Faced with a crumbling IT infrastructure and slashed budgets, one wired municipality turned to IP SANs to keep critical systems up and running.
While Fibre Channel Storage Area Networks (FC SANs) have enabled the industry to move towards a more centralized and simplified architecture, they are sometimes criticized due to being overly expensive to implement and requiring specialized technicians. Enter IP (Internet Protocol) SANs, touted as more affordable and much easier to operate.
This proved to be the case at the City of Ogden, Utah. Pressing business necessity forced Ogden to face up to a radical change in its traditional direct-attached storage (DAS) environment — a huge MIS deficit due to budget cuts that led to IT staff being cut from 29 to 11 and an aging infrastructure.
"It became evident that we needed to reexamine and significantly reduce our IT spending," says Jay Brummett, CTO of the City of Ogden. "Further, we had key projects scheduled, such as a utility billing system upgrade, homeland security projects, and automated fingerprint authorization systems. Fortunately, IP SANs offered significantly reduced cost, increased user satisfaction, and ease of implementation."
Ogden City, the largest city in northern Utah, has a population of 80,000. It is situated at the base of the Wasatch Mountains, 35 miles north of Salt Lake City. It hosted several events during the 2002 Olympics, including the downhill and curling. Ogden is also recognized as one of the 50 most wired cities in the nation.

■ EXTRACTED RECORDS:
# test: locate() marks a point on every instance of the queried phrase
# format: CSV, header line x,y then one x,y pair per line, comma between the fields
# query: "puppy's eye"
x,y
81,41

■ TASK TO CARRY OUT:
Answer these questions using the text about Ogden's move to IP SANs:
1. To what number was Ogden's IT staff cut, and from what number?
2. What position does Jay Brummett hold?
3. How far from Salt Lake City is Ogden, and in which direction?

■ SOLUTION TO THE EXERCISE:
1. The IT staff was cut from 29 to 11.
2. He is CTO of the City of Ogden.
3. Ogden is 35 miles north of Salt Lake City.